(Object pointing dataset items)
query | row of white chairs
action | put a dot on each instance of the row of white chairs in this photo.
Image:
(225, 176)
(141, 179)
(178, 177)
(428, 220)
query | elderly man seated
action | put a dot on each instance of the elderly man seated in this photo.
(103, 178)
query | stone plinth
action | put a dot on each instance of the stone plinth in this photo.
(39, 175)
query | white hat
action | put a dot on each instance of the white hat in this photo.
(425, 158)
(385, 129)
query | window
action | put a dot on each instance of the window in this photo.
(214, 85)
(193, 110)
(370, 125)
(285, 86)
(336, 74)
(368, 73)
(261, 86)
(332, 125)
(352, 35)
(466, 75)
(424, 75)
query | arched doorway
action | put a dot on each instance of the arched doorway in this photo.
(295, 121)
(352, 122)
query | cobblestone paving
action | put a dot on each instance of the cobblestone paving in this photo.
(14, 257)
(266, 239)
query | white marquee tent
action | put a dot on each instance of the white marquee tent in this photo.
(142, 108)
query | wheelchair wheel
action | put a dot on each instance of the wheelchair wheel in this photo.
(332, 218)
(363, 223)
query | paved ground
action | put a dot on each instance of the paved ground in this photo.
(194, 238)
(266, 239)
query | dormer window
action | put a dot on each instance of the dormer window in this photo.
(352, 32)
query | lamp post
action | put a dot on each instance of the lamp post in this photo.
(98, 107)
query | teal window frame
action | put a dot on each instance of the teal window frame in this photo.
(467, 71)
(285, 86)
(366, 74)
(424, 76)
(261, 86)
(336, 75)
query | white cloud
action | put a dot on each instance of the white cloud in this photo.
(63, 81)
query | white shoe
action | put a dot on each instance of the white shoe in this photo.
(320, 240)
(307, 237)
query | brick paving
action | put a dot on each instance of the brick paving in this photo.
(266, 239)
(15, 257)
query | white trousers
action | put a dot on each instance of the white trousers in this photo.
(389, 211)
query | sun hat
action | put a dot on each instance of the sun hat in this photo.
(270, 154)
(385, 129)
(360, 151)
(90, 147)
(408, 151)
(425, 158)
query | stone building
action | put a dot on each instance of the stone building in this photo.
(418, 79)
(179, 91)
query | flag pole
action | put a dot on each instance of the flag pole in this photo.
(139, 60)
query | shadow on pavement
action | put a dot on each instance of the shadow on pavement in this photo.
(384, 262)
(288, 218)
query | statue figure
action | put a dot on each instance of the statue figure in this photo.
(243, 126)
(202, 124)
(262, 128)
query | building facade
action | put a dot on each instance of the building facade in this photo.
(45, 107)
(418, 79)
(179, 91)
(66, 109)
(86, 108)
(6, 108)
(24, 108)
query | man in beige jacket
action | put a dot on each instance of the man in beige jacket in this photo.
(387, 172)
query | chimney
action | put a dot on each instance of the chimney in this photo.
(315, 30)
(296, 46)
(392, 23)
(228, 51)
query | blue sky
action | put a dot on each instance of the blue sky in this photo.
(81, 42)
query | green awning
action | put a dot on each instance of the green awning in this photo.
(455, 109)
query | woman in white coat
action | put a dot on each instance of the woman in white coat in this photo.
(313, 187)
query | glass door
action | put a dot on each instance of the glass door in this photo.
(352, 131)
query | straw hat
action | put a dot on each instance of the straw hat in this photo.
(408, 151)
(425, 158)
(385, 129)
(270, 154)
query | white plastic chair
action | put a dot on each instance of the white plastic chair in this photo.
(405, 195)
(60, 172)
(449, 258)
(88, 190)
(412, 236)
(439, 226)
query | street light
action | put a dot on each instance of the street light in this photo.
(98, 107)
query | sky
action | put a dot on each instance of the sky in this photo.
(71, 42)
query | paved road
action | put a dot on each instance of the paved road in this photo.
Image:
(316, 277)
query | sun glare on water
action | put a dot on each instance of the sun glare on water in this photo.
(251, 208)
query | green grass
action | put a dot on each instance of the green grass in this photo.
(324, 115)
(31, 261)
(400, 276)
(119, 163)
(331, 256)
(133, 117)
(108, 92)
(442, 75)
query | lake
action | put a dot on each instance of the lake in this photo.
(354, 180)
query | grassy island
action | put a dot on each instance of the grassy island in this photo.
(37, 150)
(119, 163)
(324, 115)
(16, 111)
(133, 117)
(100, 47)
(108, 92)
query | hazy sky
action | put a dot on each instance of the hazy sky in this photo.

TASK TO COMPLETE: Format the items as a numbered list, starting at the line containing "query | sun glare on water" and ending at the end of the items, with blank lines left out.

COMPLETED TASK:
1. query | sun glare on water
2. action | put a dot on each instance of the sun glare on water in this photo.
3. (251, 208)
4. query | green grass
5. action | put a dot on each instance of the green grass in this photo.
6. (324, 115)
7. (31, 261)
8. (400, 276)
9. (119, 163)
10. (331, 256)
11. (133, 117)
12. (108, 92)
13. (442, 75)
14. query | lake
15. action | put a dot on each instance of the lake in this photo.
16. (354, 180)
17. query | grassy island
18. action | put a dot on each instance of the grassy island in this photo.
19. (37, 150)
20. (119, 163)
21. (324, 115)
22. (16, 111)
23. (133, 117)
24. (100, 47)
25. (108, 92)
26. query | hazy sky
27. action | put a dot on each instance of the hazy sky in this photo.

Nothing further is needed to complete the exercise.